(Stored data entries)
= Beginning of Section =
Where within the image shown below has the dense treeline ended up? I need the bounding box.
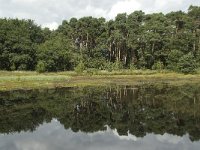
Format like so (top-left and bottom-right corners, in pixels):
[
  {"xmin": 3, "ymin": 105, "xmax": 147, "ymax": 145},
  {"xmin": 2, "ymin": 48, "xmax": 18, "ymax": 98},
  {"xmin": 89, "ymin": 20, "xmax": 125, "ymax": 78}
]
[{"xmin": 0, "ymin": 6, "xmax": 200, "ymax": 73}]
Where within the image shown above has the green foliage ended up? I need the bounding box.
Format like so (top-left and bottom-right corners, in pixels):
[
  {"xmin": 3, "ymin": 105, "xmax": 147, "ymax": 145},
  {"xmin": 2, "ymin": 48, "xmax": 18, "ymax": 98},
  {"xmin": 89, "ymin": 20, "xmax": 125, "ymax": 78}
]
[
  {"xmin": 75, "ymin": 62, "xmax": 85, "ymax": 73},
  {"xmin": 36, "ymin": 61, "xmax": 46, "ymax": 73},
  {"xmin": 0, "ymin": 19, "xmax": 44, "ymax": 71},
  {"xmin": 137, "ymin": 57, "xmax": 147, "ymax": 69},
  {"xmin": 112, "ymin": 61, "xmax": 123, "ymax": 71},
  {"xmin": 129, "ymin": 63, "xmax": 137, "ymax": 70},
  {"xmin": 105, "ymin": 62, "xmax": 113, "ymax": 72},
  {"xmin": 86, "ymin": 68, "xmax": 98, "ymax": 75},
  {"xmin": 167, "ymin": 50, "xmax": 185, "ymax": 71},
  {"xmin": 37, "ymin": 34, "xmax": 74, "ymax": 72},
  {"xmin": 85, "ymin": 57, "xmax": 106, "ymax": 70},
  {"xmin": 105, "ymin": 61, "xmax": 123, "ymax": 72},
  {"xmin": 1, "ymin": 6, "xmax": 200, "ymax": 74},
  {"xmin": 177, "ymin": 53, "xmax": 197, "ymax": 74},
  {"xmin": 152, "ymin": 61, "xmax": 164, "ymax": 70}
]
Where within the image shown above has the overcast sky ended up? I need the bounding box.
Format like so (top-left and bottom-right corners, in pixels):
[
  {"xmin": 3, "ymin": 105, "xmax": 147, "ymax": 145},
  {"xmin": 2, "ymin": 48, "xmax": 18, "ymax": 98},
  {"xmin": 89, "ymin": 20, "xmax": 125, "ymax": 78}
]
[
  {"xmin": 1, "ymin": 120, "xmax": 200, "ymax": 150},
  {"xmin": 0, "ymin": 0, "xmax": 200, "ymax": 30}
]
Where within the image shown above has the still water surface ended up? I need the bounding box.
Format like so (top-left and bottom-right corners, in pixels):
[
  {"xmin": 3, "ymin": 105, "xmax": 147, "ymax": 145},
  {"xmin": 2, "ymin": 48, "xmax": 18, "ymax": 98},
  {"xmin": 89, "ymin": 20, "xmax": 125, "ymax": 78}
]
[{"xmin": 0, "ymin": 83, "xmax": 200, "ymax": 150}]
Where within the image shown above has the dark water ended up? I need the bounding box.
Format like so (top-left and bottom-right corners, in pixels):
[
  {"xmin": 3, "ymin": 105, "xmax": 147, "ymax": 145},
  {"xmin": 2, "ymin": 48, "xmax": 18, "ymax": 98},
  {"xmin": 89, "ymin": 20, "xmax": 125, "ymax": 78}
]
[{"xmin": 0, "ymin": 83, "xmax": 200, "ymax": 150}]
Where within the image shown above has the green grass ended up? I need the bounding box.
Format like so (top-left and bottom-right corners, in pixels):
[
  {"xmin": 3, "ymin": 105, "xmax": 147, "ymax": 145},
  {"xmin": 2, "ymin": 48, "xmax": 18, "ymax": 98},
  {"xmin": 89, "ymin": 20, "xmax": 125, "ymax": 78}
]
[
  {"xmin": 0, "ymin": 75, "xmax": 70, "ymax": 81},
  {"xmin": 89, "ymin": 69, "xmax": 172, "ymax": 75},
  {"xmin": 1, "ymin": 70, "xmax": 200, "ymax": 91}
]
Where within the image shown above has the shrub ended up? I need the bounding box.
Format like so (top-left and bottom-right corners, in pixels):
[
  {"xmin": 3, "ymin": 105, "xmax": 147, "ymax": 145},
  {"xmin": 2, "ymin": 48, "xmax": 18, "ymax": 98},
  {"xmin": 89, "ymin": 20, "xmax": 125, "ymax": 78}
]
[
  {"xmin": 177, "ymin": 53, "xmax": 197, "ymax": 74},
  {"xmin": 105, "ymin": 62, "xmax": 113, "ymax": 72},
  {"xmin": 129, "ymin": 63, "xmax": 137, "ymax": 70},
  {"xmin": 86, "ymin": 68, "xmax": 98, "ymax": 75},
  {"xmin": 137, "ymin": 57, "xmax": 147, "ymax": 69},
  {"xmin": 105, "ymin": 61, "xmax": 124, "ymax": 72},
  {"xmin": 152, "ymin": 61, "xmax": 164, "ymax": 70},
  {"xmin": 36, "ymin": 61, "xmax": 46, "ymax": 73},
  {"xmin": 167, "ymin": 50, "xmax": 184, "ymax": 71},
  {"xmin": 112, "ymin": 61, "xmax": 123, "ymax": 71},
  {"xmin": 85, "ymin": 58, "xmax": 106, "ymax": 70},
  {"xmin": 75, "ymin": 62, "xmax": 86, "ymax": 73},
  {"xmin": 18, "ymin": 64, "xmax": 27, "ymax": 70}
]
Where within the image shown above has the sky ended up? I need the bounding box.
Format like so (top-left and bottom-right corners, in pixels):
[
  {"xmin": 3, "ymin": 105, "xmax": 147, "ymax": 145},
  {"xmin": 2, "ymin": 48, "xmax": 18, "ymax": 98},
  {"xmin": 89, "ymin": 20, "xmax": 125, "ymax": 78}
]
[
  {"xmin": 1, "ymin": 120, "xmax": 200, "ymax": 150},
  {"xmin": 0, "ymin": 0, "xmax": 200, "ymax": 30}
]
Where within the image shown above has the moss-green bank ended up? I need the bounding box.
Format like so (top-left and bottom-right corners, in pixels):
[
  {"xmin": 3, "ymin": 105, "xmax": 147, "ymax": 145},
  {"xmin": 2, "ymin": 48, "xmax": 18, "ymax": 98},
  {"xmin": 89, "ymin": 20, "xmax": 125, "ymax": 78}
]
= End of Section =
= Beginning of Section =
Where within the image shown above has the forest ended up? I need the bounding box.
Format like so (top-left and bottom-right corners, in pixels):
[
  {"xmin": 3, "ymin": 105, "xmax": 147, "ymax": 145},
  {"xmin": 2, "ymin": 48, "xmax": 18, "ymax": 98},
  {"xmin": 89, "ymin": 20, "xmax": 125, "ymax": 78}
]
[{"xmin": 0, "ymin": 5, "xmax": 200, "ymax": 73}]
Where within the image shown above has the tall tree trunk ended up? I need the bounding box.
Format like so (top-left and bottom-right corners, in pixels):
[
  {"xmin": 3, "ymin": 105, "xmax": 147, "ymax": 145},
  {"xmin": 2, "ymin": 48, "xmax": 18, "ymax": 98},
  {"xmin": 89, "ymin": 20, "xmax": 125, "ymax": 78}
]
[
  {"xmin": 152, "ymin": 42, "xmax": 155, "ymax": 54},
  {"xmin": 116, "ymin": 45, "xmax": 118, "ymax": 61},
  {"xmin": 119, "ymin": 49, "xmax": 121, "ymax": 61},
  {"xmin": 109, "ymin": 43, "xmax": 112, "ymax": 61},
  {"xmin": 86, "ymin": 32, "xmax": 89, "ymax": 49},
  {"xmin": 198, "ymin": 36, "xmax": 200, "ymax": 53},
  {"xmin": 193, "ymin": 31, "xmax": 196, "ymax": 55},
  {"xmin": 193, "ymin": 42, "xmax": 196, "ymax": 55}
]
= End of Section =
## WHAT TO DO
Go through the entries above and copy each line holding the string "water".

## WORKED SOLUTION
Where within the image shown above has the still water surface ended up? I need the bounding box.
Where within the image shown above has the dark water ended up? I need the bounding box.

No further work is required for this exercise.